Trascrivi per intero e senza alcuna modifica il brano sulla responsabilità del custode riportato qui sotto.

Brano del testo:
◆ ◆ ◆ ◆ ◆

Pertanto l’affermazione compiuta dalla Corte d’appello, in se’, non viola l’articolo 2051 c.c., poiche’ e’ esatto in linea teorica che la condotta colposa della vittima del danno, a determinate condizioni (delle quali si dira’ affrontando il secondo motivo di ricorso), esclude la responsabilita’ del custode.
2.4. Poiche’ il principio teorico affermato dalla Corte d’appello fu in se’ corretto, non rileva che la sentenza impugnata abbia ritenuto di corroborarlo affermando che il dislivello tra il pavimento della cabina dell’ascensore e il piano circostante “non potesse rappresentare un trabocchetto o un’insidia” (cosi’ la sentenza, foglio 11, quarto capoverso).
E’ vero, infatti, quanto dedotto dal ricorrente, ovvero che la responsabilita’ del custode di cui all’articolo 2051 c.c., sussiste sia quando il danno sia provocato da cose insidiose, sia quando sia provocato da cose non insidiose, non seagenti, non pericolose.

◆ ◆ ◆ ◆ ◆

Dati forniti:
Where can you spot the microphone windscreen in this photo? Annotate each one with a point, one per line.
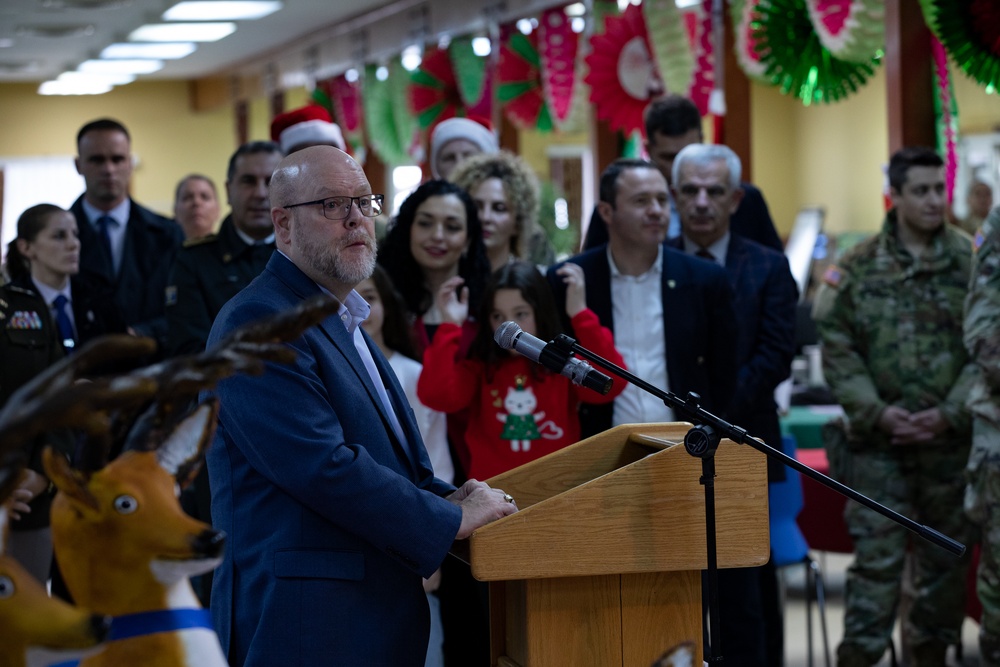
(506, 334)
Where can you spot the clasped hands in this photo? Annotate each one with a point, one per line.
(909, 428)
(480, 505)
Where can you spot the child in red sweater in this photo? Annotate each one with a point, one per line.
(518, 410)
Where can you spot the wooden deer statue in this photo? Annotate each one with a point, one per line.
(124, 545)
(35, 629)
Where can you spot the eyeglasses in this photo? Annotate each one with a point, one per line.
(713, 191)
(338, 208)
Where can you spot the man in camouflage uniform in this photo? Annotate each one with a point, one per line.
(982, 499)
(890, 319)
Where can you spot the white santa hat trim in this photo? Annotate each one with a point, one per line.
(311, 132)
(460, 128)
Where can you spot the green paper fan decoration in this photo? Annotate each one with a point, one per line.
(970, 32)
(380, 119)
(796, 61)
(470, 71)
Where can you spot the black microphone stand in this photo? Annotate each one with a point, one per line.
(701, 441)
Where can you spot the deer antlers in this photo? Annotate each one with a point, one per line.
(108, 407)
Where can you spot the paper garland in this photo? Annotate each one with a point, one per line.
(797, 63)
(622, 74)
(473, 76)
(946, 116)
(852, 30)
(970, 32)
(345, 100)
(745, 14)
(519, 83)
(560, 67)
(704, 71)
(671, 45)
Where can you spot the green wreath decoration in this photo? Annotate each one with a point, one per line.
(970, 32)
(796, 61)
(388, 122)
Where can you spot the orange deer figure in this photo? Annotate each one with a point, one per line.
(126, 549)
(35, 629)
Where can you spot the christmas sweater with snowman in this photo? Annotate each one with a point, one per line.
(519, 411)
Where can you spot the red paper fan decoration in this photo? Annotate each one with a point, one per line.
(434, 94)
(519, 82)
(623, 76)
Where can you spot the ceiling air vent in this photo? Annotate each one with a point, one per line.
(84, 4)
(54, 31)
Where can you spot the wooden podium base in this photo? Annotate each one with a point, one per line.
(626, 620)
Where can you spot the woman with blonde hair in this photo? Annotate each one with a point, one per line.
(505, 191)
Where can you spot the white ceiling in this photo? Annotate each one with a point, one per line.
(93, 24)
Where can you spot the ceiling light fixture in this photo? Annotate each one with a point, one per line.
(182, 32)
(73, 88)
(120, 66)
(221, 10)
(112, 79)
(153, 50)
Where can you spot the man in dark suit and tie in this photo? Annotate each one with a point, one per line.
(319, 475)
(706, 191)
(671, 123)
(210, 270)
(129, 246)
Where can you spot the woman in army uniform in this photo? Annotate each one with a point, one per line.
(46, 244)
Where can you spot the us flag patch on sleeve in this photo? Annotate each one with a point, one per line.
(832, 276)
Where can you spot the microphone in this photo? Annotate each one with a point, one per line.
(509, 336)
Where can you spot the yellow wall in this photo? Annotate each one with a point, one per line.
(827, 155)
(168, 138)
(978, 112)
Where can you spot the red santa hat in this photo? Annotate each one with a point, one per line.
(310, 125)
(475, 129)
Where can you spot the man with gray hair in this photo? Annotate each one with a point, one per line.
(707, 191)
(319, 475)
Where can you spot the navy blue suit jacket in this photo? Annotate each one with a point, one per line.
(151, 243)
(697, 326)
(765, 303)
(331, 520)
(752, 220)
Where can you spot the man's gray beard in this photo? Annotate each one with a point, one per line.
(328, 263)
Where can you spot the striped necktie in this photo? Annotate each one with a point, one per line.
(103, 224)
(63, 323)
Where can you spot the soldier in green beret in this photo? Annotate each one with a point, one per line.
(890, 320)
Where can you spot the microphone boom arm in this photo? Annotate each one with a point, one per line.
(691, 408)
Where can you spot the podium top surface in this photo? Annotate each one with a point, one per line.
(625, 501)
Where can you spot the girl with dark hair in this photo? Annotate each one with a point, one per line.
(518, 411)
(387, 326)
(435, 237)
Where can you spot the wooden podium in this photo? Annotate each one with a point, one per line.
(601, 565)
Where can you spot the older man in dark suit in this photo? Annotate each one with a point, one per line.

◆ ◆ ◆ ◆ ◆

Risposta attesa:
Pertanto l’affermazione compiuta dalla Corte d’appello, in se’, non viola l’articolo 2051 c.c., poiche’ e’ esatto in linea teorica che la condotta colposa della vittima del danno, a determinate condizioni (delle quali si dira’ affrontando il secondo motivo di ricorso), esclude la responsabilita’ del custode.
2.4. Poiche’ il principio teorico affermato dalla Corte d’appello fu in se’ corretto, non rileva che la sentenza impugnata abbia ritenuto di corroborarlo affermando che il dislivello tra il pavimento della cabina dell’ascensore e il piano circostante “non potesse rappresentare un trabocchetto o un’insidia” (cosi’ la sentenza, foglio 11, quarto capoverso).
E’ vero, infatti, quanto dedotto dal ricorrente, ovvero che la responsabilita’ del custode di cui all’articolo 2051 c.c., sussiste sia quando il danno sia provocato da cose insidiose, sia quando sia provocato da cose non insidiose, non seagenti, non pericolose.